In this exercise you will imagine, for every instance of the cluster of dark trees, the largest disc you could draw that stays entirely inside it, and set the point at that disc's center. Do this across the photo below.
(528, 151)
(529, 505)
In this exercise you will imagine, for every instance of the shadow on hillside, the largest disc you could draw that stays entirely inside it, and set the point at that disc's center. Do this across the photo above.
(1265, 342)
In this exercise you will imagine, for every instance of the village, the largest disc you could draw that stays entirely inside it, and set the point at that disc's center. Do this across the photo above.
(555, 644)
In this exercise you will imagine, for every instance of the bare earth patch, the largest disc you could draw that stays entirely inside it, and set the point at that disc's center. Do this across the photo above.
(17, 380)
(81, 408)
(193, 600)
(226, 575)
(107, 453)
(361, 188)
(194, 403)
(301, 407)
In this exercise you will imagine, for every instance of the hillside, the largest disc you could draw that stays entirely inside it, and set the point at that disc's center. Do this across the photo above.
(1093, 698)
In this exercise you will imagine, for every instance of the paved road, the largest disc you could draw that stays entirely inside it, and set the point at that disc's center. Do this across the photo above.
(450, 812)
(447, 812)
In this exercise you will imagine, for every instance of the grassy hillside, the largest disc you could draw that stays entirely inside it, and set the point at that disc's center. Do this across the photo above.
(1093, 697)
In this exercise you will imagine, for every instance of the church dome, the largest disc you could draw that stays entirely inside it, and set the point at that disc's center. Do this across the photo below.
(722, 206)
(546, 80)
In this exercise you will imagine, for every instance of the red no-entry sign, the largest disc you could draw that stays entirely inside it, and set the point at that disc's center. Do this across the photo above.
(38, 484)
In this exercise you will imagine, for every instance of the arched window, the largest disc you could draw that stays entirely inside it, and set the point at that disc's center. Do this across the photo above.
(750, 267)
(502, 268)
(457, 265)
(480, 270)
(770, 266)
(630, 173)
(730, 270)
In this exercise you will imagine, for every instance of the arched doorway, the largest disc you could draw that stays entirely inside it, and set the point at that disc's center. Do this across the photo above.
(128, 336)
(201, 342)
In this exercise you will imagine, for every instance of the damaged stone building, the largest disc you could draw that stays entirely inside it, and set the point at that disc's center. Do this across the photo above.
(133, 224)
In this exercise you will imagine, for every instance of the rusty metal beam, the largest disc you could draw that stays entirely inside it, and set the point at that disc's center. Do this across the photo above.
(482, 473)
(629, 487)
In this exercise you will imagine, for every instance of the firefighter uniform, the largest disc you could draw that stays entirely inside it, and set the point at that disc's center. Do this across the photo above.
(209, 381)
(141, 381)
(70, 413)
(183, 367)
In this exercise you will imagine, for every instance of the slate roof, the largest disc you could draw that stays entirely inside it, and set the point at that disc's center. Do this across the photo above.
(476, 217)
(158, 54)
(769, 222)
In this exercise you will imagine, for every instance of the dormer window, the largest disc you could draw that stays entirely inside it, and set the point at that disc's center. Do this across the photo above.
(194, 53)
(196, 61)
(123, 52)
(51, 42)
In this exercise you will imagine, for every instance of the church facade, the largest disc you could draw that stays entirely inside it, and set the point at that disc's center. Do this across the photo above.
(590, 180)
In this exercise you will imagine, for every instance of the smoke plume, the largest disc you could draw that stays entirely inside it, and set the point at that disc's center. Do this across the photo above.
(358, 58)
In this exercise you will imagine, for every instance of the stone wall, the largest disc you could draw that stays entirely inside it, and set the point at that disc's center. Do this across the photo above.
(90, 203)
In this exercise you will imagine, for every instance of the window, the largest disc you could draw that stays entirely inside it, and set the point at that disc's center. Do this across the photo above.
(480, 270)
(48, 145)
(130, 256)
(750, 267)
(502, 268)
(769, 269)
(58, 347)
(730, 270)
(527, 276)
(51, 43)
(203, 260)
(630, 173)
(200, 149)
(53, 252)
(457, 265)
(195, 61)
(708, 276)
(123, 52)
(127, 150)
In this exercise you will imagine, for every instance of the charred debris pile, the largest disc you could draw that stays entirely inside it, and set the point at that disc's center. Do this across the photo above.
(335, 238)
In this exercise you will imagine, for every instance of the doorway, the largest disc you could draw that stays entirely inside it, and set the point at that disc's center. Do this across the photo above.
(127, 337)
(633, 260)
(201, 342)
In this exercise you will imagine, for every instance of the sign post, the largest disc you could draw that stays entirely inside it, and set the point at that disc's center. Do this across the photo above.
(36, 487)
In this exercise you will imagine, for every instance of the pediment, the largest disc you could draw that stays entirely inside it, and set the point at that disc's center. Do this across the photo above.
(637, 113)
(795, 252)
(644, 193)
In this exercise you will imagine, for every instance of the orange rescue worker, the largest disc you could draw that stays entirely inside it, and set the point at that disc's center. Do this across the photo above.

*The request:*
Please give the listing above as a numbered list, leaving out any blank lines.

*Answer for the task:*
1. In this exercise you will imagine, for every instance of the cluster of dark trees, the largest disc you could draw that stays entirely inside it, and set the point at that disc's center. Do this across the photo below.
2. (528, 151)
3. (529, 505)
4. In this exercise you will imagine, for every instance of the shadow on hillside, the largest disc you could draw that stays entirely inside it, and set the point at that disc's center. Do this across the photo above.
5. (1265, 342)
6. In this exercise you will imagine, for every instance of the village, the largest disc you could draw that stays entirely inside it, and set the point at that disc's center. Do this across the photo above.
7. (555, 644)
8. In this exercise you will imagine, for every instance of the bare earth patch, the largest disc you could draw that stays entirely inside it, and set the point at that disc's center. Do this across the photo above.
9. (17, 380)
10. (81, 408)
11. (193, 600)
12. (226, 575)
13. (107, 453)
14. (361, 188)
15. (194, 403)
16. (301, 407)
17. In this exercise you will imagine, for every instance of the hillside, the largest disc you could draw that stays entirely inside it, and set the point at that disc's center. Do this across the photo above.
18. (1093, 698)
19. In this exercise you will imagine, for every instance of the paved road, the largest disc you could draw that stays entirely inside it, and set the point at that disc's center. Do this across the photo above.
20. (450, 812)
21. (447, 812)
22. In this exercise you will imagine, for every instance of the grassy hillside, the largest disc you could draw that stays entirely inside it, and set the point at that disc's center. Do this across the photo above.
23. (1093, 697)
24. In this exercise you will imagine, for every instance of the church dome, the largest disc you could draw that stays entirely inside it, and set the point at that disc's center. Do this across the photo below.
25. (722, 206)
26. (546, 80)
27. In this exercise you will imagine, for every instance of the red no-entry sign, the largest disc you could draw that stays entirely inside it, and set the point at that disc's center. Do this across the photo above.
28. (38, 484)
29. In this exercise you will imagine, for every instance of the arched window, the largest disc you could draw that stays entirely inside it, and set the point at that disc's center. Do this across the photo above.
30. (750, 267)
31. (502, 268)
32. (457, 265)
33. (480, 270)
34. (770, 266)
35. (630, 173)
36. (730, 270)
37. In this exercise you will imagine, for every instance of the arched doorway, the largest disc you could draw that stays entirely inside it, and set the point at that disc's center. Do this across the photo above.
38. (128, 336)
39. (201, 342)
40. In this exercise you will imagine, for every instance of the damaged stone building, the largest disc you could draw that stays entirely inside it, and set the point at that disc's center. Do this across the photo above.
41. (133, 224)
42. In this exercise you will imagine, for every instance of the rusty metal beam, the largest disc you could draw that stays entirely inside it, and set the point at that disc's center. Do this across the photo above.
43. (482, 473)
44. (629, 487)
45. In this exercise you will imagine, for every instance of the firefighter uniform, the largest disc you could draw that stays entirely inside it, and set the point at that disc's center. Do this across the photo above.
46. (209, 381)
47. (141, 381)
48. (70, 413)
49. (183, 367)
50. In this exercise you will imagine, for every instance of the slate roof, the largest disc you could draw that stays entirely inside it, and set the point at that disc's center. Do this across the photo above.
51. (476, 217)
52. (158, 54)
53. (769, 222)
54. In this exercise you will imagine, for every instance of the dormer window, the largest disc you could draw that stays entirely inside it, and set the point at that disc's center. Do this across the photo above.
55. (194, 53)
56. (196, 61)
57. (123, 52)
58. (51, 42)
59. In this exercise you will imagine, for every instance of the church facade, the largest disc you could draw that stays entirely inside it, and set the point at that disc's center. Do this across the photo above.
60. (590, 180)
61. In this exercise you will imagine, for every instance of the smoke plume, the largest disc you could draw that stays entirely inside it, and set the point at that disc's center. Do this across the photo above.
62. (358, 58)
63. In this exercise you will imagine, for every instance of the stone wall, the largest disc you could draw that stays entirely inside it, and set the point at that disc's center. Do this across the photo above.
64. (90, 203)
65. In this exercise you will imagine, for every instance of the window, the largest disc you could draw that stays entirely inside it, and set the point at that disc's center. Do this across the photo above.
66. (480, 270)
67. (48, 145)
68. (130, 256)
69. (750, 267)
70. (502, 268)
71. (769, 269)
72. (58, 347)
73. (730, 270)
74. (527, 276)
75. (51, 43)
76. (203, 260)
77. (630, 173)
78. (200, 149)
79. (53, 252)
80. (457, 265)
81. (195, 61)
82. (708, 276)
83. (123, 52)
84. (127, 150)
85. In this exercise you will imagine, for every instance of the charred debris pile, the largest disc you could draw that stays entirely inside it, and set the point at that disc's center. Do this across the photo above.
86. (335, 238)
87. In this exercise you will imagine, for every instance of the doorway, the largest disc you could draw that stays entirely inside it, and set the point at that disc's center. Do this across the photo above.
88. (127, 337)
89. (633, 260)
90. (201, 342)
91. In this exercise you will imagine, for every instance of the sign post, the largest disc you could draw that stays entirely inside it, and set the point at that disc's center. Do this across the photo above.
92. (36, 487)
93. In this exercise you will imagine, for every instance of the pediment, the largest disc you could draw that stays entirely inside it, and set the point at that disc's center. Do this across the photo above.
94. (637, 113)
95. (795, 252)
96. (644, 193)
97. In this exercise you will imagine, for every instance of the orange rescue worker, the largest disc you could draw that stays entirely inside it, and set the point at that disc's center. Do this across the photo above.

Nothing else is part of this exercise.